(Coordinate annotation entries)
--------------------

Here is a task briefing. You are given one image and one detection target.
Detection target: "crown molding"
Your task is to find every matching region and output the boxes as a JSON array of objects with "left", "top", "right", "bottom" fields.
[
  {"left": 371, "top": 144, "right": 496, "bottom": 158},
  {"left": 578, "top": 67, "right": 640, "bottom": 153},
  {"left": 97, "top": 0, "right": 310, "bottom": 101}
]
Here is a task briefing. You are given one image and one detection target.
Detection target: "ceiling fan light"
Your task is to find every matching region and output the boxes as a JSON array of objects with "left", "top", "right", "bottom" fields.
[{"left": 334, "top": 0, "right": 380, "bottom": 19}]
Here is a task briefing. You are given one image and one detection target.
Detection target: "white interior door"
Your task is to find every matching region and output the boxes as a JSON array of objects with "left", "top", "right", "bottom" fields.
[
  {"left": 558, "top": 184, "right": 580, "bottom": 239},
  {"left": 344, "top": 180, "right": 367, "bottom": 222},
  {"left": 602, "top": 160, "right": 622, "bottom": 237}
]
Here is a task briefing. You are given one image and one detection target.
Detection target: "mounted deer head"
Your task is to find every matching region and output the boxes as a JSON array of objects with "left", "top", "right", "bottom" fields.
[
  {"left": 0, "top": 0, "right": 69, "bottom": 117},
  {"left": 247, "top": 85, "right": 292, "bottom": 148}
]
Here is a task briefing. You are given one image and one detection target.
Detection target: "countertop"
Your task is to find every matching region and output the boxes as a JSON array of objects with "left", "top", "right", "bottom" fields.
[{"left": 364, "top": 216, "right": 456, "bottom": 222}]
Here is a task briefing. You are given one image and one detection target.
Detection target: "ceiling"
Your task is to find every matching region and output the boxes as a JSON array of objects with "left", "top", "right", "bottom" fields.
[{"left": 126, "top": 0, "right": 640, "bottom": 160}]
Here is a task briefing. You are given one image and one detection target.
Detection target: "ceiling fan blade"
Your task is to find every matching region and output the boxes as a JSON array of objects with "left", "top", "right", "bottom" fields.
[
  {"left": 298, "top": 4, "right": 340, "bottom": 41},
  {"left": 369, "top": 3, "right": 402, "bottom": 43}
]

--------------------

_Your task_:
Count the lines in the material above that contain the string "ceiling", treating uppercase and lowercase as different, and give only the number.

_Final answer_:
3